United Jewish Organizations of Williamsburgh v. Carey (1977)

United Jewish Organizations of Williamsburgh v. Carey

430 U.S. 144

Case Year: 1977

Case Ruling: 7-1, Affirmed

Opinion Justice: White

FACTS

To monitor compliance with the Voting Rights Act, Congress stipulated in that act's Section 5 that the reapportionment plans of certain states be submitted to the U.S. attorney general or to the District Court for the District of Columbia for approval prior to implementation. Plans had to be judged not to have the purpose or effect of "denying or abridging the right to vote on account of race or color." States with histories of discrimination and low voter participation were obliged to submit to this procedure.

Exercise tasks –
a) According to the case summary, which justice wrote the opinion?
b) Retype the case summary between "Case Ruling: 7-1, Affirmed" and "to this procedure.", inclusive.
Answer using only the case summary, with no outside sources.

Raw records –

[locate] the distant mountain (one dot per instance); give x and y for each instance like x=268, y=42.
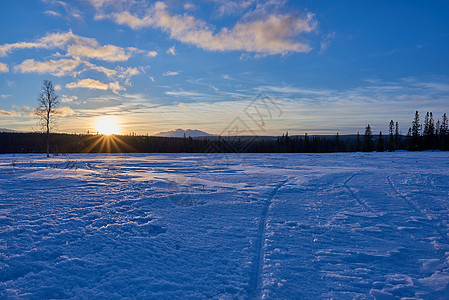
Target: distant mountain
x=6, y=130
x=180, y=133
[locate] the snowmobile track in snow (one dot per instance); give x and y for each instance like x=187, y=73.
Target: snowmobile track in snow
x=359, y=200
x=255, y=284
x=415, y=206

Results for each task –
a) Justice White

b)
Case Ruling: 7-1, Affirmed

Opinion Justice: White

FACTS

To monitor compliance with the Voting Rights Act, Congress stipulated in that act's Section 5 that the reapportionment plans of certain states be submitted to the U.S. attorney general or to the District Court for the District of Columbia for approval prior to implementation. Plans had to be judged not to have the purpose or effect of "denying or abridging the right to vote on account of race or color." States with histories of discrimination and low voter participation were obliged to submit to this procedure.